─── Excerpted passage

Studio album by Suzy Bogguss
- Released: June 2, 1998
- Studio: The Tracking Room, Emerald Sound Studios, Love Shack Studios and The Money Pit (Nashville, Tennessee);
- Genre: Country
- Length: 39:32
- Label: Capitol Nashville
- Producer: Suzy Bogguss Doug Crider;

Suzy Bogguss chronology
| Give Me Some Wheels (1996) | Nobody Love, Nobody Gets Hurt (1998) | Suzy Bogguss (1999) |

= Nobody Love, Nobody Gets Hurt =

Nobody Love, Nobody Gets Hurt is the eighth studio album by American country music singer Suzy Bogguss. It was released in 1998 as her final album for Capitol Records.

==Content==
The album includes the singles "Somebody to Love", "Nobody Love, Nobody Gets Hurt", and "From Where I Stand".

==Critical reception==
Jana Pendragon of Allmusic rated the album 2.5 stars out of 5, saying that she "runs the gamut as far as the material she elected to use on this project is concerned, from great tunes by Cheryl Wheeler, Bobbie Cryner, and Julie Miller to run-of-the mill country-pop songs". Stephen L. Betts of Country Standard Time praised the title track, as well as the presence of Garth Brooks, Patty Loveless, Trisha Yearwood, Kathy Mattea, and Alison Krauss on backing vocals, saying, "Bogguss' graciousiness in letting others share the spotlight typifies the spirit the album conveys, but it's her own considerable gift for interpretation that draws the listener in subtly, as she weaves bits of magic within each and every track."

──────
─── Information supplied

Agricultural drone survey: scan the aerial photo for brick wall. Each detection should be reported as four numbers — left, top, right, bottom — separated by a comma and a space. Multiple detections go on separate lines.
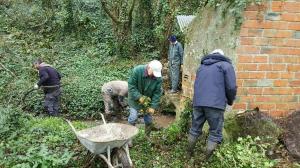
182, 0, 300, 116
234, 0, 300, 116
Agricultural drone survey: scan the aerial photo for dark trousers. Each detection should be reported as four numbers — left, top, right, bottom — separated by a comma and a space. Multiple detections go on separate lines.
44, 88, 61, 116
190, 107, 224, 143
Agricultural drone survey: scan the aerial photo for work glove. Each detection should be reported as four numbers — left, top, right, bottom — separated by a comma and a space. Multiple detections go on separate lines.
147, 107, 155, 114
33, 84, 39, 89
139, 96, 151, 104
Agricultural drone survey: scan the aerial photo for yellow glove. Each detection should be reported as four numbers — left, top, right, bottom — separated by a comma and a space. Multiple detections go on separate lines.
139, 96, 146, 104
147, 107, 155, 114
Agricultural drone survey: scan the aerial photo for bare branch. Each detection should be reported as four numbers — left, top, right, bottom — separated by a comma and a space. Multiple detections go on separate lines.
0, 63, 17, 77
128, 0, 136, 26
100, 0, 121, 24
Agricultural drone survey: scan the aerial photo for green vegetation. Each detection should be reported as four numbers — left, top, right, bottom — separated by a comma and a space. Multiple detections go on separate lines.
0, 0, 286, 168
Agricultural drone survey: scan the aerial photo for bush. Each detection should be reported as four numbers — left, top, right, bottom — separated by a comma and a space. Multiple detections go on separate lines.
0, 118, 86, 167
205, 136, 276, 168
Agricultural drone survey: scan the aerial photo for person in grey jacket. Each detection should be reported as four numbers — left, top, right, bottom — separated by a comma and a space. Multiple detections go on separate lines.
101, 80, 128, 117
168, 35, 183, 93
33, 59, 61, 116
187, 49, 237, 159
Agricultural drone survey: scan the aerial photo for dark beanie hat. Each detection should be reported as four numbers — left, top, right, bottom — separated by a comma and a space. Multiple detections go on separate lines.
169, 35, 176, 42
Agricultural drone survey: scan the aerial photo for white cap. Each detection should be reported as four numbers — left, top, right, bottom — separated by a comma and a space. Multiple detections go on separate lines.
210, 49, 224, 55
148, 60, 162, 77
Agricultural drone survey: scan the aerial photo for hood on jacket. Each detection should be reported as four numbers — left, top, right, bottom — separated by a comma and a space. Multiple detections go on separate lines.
201, 53, 231, 65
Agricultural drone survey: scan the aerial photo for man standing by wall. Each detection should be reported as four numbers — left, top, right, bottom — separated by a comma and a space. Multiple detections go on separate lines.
128, 60, 162, 136
33, 59, 61, 116
101, 80, 128, 118
188, 49, 237, 158
168, 35, 183, 93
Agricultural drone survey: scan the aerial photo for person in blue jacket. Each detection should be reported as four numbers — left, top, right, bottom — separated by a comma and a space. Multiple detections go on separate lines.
168, 35, 183, 93
187, 49, 237, 159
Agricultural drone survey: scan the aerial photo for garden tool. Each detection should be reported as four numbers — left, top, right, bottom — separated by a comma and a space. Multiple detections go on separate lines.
205, 141, 218, 160
187, 134, 198, 159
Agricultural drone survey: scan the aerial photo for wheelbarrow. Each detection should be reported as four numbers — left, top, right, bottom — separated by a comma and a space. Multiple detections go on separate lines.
66, 114, 138, 168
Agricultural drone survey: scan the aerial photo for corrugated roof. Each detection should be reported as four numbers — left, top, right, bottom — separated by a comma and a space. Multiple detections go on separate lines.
176, 15, 196, 32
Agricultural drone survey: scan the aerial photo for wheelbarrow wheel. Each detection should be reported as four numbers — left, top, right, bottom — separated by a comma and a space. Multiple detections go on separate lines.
112, 148, 131, 168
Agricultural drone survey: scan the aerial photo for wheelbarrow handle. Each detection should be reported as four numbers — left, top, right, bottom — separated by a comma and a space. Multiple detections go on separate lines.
64, 119, 77, 135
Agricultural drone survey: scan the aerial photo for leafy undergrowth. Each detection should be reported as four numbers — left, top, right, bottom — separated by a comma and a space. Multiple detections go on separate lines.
130, 123, 276, 168
0, 106, 86, 168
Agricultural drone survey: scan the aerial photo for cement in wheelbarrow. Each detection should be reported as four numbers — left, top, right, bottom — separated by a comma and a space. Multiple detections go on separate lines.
76, 123, 138, 154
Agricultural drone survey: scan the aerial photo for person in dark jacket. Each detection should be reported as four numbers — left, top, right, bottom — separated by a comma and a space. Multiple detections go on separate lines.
128, 60, 162, 136
168, 35, 183, 93
188, 49, 237, 159
33, 59, 61, 116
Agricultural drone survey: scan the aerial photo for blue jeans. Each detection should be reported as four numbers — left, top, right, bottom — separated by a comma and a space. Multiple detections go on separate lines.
128, 107, 152, 125
190, 107, 224, 143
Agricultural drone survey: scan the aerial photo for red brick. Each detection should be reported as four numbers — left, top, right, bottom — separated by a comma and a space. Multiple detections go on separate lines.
280, 95, 298, 102
240, 28, 248, 37
284, 56, 298, 63
259, 103, 276, 110
263, 87, 292, 95
237, 72, 249, 79
239, 64, 257, 71
257, 64, 272, 71
233, 103, 247, 110
257, 20, 288, 30
283, 2, 300, 13
269, 57, 284, 63
287, 64, 300, 72
271, 1, 284, 12
244, 11, 263, 20
253, 37, 270, 46
249, 72, 266, 79
289, 80, 300, 87
266, 72, 280, 79
237, 45, 260, 54
280, 72, 295, 79
253, 56, 268, 63
238, 55, 252, 63
242, 20, 261, 28
243, 79, 257, 87
273, 79, 289, 87
239, 95, 255, 103
236, 79, 244, 87
283, 39, 300, 47
270, 110, 286, 118
281, 13, 300, 22
248, 87, 263, 95
288, 22, 300, 30
240, 37, 254, 45
272, 64, 286, 71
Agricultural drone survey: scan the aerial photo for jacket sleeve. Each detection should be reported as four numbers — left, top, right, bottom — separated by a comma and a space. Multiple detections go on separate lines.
178, 44, 183, 65
151, 79, 162, 109
37, 69, 49, 86
225, 65, 237, 105
128, 69, 142, 100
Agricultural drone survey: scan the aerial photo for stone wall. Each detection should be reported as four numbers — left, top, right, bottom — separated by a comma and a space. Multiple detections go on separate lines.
182, 0, 300, 116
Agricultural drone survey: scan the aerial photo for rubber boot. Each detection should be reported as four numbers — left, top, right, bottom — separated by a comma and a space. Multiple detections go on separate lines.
187, 134, 198, 159
205, 141, 218, 160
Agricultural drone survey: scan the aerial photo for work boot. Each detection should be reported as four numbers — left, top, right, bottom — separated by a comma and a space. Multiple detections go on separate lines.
187, 135, 198, 159
205, 141, 218, 160
145, 123, 161, 138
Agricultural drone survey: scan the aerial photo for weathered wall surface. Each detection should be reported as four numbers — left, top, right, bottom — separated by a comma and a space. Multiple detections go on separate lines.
182, 4, 238, 98
182, 0, 300, 116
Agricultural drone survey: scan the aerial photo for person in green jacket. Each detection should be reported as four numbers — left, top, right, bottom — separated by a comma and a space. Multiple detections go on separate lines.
128, 60, 162, 136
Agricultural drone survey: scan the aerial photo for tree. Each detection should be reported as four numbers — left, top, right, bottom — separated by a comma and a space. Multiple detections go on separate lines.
100, 0, 136, 56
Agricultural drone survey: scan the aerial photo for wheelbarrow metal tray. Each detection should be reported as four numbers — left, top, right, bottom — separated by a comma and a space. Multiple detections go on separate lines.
76, 123, 138, 154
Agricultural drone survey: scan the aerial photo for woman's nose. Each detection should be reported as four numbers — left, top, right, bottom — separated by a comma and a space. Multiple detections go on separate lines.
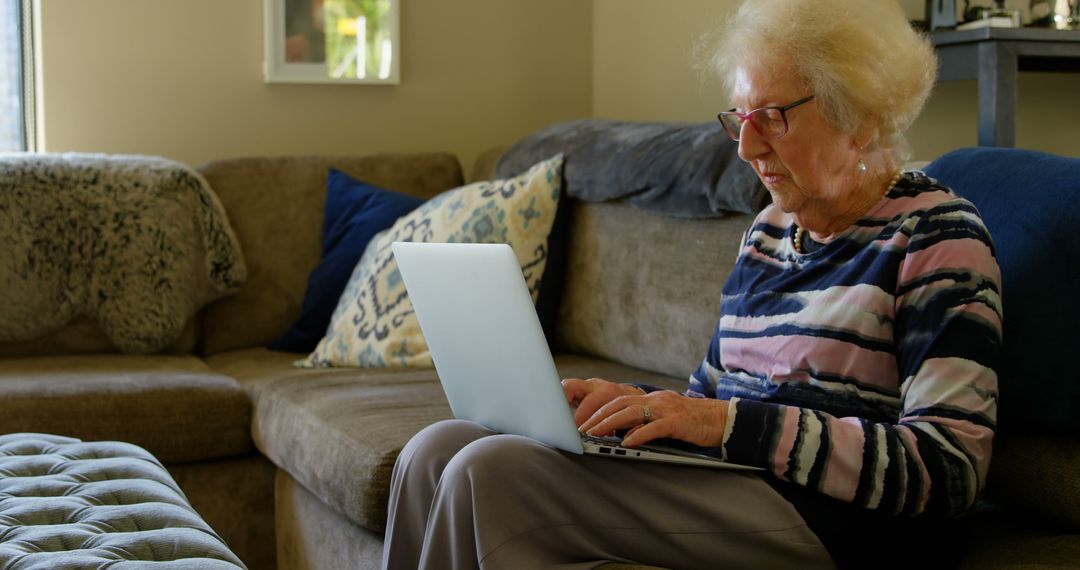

──────

[Set exercise 1]: How would the paragraph beginning "Jana Pendragon of Allmusic" in the article about Nobody Love, Nobody Gets Hurt read as a short list that keeps its main facts?
[Set exercise 2]: Do these statements agree with the article about Nobody Love, Nobody Gets Hurt? (a) The album came out on June 2, 1998. (b) It was Suzy Bogguss's first album for Capitol Records. (c) Allmusic gave the album four stars. For each, answer yes or no and quote the deciding words.

[Full response 1]:
- Jana Pendragon of Allmusic rated the album 2.5 out of 5 stars. She said its material ranged from great songs by Cheryl Wheeler, Bobbie Cryner, and Julie Miller to run-of-the-mill country-pop.
- Stephen L. Betts of Country Standard Time praised the title track and the backing vocals by Garth Brooks, Patty Loveless, Trisha Yearwood, Kathy Mattea, and Alison Krauss. He said Bogguss's own gift for interpretation is what draws the listener in.

[Full response 2]:
(a) Yes: "Released: June 2, 1998"
(b) No: "as her final album for Capitol Records"
(c) No: "rated the album 2.5 stars out of 5"